▶ _Records contained in a dataset_:
((

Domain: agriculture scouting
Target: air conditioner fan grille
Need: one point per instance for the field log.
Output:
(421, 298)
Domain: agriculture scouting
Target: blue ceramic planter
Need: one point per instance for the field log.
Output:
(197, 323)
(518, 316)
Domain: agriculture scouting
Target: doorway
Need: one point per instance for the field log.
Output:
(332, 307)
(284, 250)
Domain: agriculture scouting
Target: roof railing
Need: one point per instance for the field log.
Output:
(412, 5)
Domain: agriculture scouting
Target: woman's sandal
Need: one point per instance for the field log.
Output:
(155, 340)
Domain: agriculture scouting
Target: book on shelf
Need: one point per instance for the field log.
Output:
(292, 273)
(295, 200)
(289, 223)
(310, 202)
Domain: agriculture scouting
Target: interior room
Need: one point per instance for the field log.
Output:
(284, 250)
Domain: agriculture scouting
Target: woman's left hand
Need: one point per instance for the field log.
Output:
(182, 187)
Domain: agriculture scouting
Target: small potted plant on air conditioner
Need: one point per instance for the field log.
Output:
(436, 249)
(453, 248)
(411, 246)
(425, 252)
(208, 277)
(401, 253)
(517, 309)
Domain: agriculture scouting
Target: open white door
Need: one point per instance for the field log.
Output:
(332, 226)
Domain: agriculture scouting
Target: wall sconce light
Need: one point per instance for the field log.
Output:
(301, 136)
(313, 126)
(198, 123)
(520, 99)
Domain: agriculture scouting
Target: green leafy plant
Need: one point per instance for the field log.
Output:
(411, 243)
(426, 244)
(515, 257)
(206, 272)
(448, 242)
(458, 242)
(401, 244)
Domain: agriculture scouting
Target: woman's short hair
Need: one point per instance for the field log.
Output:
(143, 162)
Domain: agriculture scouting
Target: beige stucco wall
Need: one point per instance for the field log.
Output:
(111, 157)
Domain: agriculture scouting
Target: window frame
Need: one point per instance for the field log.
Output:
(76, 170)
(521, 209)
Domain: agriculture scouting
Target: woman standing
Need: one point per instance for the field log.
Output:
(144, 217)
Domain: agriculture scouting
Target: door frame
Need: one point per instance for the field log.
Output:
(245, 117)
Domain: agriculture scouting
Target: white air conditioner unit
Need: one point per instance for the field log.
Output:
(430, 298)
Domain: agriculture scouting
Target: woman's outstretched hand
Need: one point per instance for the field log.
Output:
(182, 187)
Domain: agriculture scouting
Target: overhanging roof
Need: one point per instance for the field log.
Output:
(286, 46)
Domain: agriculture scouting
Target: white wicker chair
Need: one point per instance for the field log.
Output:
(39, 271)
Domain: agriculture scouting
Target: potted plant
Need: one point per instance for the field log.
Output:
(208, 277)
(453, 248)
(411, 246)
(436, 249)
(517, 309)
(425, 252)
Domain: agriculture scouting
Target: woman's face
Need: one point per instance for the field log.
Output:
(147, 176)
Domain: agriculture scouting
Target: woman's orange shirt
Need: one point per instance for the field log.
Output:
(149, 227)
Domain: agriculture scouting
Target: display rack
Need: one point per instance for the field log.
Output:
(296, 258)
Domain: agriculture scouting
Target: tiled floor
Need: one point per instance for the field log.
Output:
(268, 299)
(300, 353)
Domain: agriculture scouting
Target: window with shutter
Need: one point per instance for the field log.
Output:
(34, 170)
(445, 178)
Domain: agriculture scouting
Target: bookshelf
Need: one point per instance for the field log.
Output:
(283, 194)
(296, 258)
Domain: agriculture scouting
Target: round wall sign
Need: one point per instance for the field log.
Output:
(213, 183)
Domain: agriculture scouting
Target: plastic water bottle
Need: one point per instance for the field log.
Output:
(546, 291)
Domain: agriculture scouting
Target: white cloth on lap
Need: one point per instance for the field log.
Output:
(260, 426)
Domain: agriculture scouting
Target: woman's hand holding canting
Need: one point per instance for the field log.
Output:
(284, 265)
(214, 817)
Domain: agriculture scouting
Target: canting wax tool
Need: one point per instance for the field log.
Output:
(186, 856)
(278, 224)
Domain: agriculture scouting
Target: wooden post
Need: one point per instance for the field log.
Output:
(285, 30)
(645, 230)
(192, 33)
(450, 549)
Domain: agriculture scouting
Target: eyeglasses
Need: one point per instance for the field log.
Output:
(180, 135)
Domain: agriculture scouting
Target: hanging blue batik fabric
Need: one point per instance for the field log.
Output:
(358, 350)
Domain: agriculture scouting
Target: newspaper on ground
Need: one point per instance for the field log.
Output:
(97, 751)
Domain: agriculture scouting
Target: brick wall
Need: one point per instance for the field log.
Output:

))

▶ _What you will do_:
Print out each record above exactly, with nothing omitted.

▶ _Task output_:
Domain: agriculture scouting
Target: air conditioner fan grille
Need: one point per instance for the field log.
Output:
(421, 298)
Domain: agriculture scouting
Target: blue ceramic planter
Need: one point per instance for the field log.
Output:
(197, 323)
(518, 316)
Domain: agriculture scouting
Target: doorway
Need: one point per instance for the field log.
Output:
(332, 307)
(284, 250)
Domain: agriculture scouting
Target: roof railing
Need: one point per instance for the field log.
Output:
(412, 5)
Domain: agriculture scouting
Target: woman's sandal
Need: one point per instance for the field log.
Output:
(155, 340)
Domain: agriculture scouting
Target: book on shelf
Need: one point per instance for the field log.
Output:
(292, 273)
(295, 200)
(289, 223)
(310, 202)
Domain: agriculture scouting
Target: interior room
Need: one point per instance for the field log.
Output:
(284, 250)
Domain: agriculture scouting
Target: woman's left hand
Need: one point per instance for the field log.
Output:
(182, 187)
Domain: agriculture scouting
Target: small potted plant on air conditioner
Need: one point per instance for the field log.
Output:
(436, 249)
(453, 248)
(411, 246)
(425, 252)
(208, 277)
(401, 253)
(517, 309)
Domain: agriculture scouting
Target: open white door
Need: one point per instance for the field log.
Output:
(332, 226)
Domain: agriculture scouting
Target: wall sconce light
Need: one point per instance for the field log.
Output:
(301, 136)
(313, 126)
(198, 123)
(520, 99)
Domain: agriculture scouting
Target: green leafy plant
Need: one point per instance for the field log.
Output:
(411, 243)
(426, 244)
(515, 257)
(206, 272)
(448, 242)
(458, 242)
(401, 244)
Domain: agriculture scouting
Target: woman's short hair
Need: one point per instance for the field log.
Output:
(143, 162)
Domain: agriculture scouting
Target: beige stucco wall
Need: one point per instance for the field log.
Output:
(111, 157)
Domain: agriculture scouting
Target: window frame
Need: one point per instance for the field log.
Output:
(76, 170)
(521, 209)
Domain: agriculture scouting
Target: woman standing
Need: one point per instance for the field log.
Output:
(144, 217)
Domain: agriculture scouting
Target: door frame
Need: one point per instance for the field log.
Output:
(245, 117)
Domain: agriculture scouting
Target: white air conditioner unit
Need: one point per instance for the field log.
Output:
(430, 298)
Domain: agriculture scouting
Target: woman's outstretched hand
Need: one point per instance for the field log.
Output:
(182, 187)
Domain: agriculture scouting
Target: overhanging roof
Need: one point per instance for the field log.
Output:
(286, 46)
Domain: agriculture scouting
Target: white wicker chair
Need: one point per instance for the field log.
Output:
(39, 271)
Domain: agriculture scouting
Target: potted plant
Need: one point per instance for the field log.
Output:
(208, 277)
(453, 248)
(411, 246)
(436, 249)
(517, 309)
(425, 252)
Domain: agriculture scouting
Target: woman's face
Need: one point per instance for the field log.
Output:
(147, 176)
Domain: agriculture scouting
Target: woman's orange shirt
Need: one point per instance for the field log.
Output:
(149, 227)
Domain: agriculture scouting
Target: display rack
Need: one point per instance for the field log.
Output:
(296, 258)
Domain: agriculture scouting
Target: tiled floor
Need: one point per instance for the field log.
Output:
(268, 299)
(300, 353)
Domain: agriculture scouting
Target: window with shutter
Need: one point per instance for the field log.
Output:
(34, 170)
(445, 178)
Domain: agriculture scouting
Target: bookshelf
Need: one point per instance for the field log.
Output:
(283, 194)
(296, 258)
Domain: agriculture scouting
Target: round wall sign
Need: one point per instance for the field log.
Output:
(213, 183)
Domain: agriculture scouting
Target: plastic water bottle
Need: one point per instance for the field log.
Output:
(546, 291)
Domain: agriculture scouting
Target: white cloth on lap
Need: one point per instance for the field log.
Output:
(260, 426)
Domain: agriculture scouting
Target: woman's hand holding canting
Need: one point per instance for the field log.
Output:
(284, 265)
(214, 817)
Domain: agriculture scouting
Target: canting wax tool
Need: one point per instance for the field log.
Output:
(186, 856)
(278, 224)
Domain: agriculture scouting
Target: wooden post
Need: one point per instance for the field log.
Output:
(285, 30)
(645, 230)
(192, 33)
(450, 549)
Domain: agriculture scouting
Target: eyeglasses
Need: one point per instance for the field log.
Output:
(180, 135)
Domain: agriculture scouting
Target: hanging blue batik fabric
Need: one point per instance for the field log.
Output:
(358, 350)
Domain: agriculture scouting
Target: newspaper on ground
Need: one point per instance for the field log.
Output:
(97, 751)
Domain: agriculture scouting
Target: brick wall
Need: one point per instance for the field log.
Output:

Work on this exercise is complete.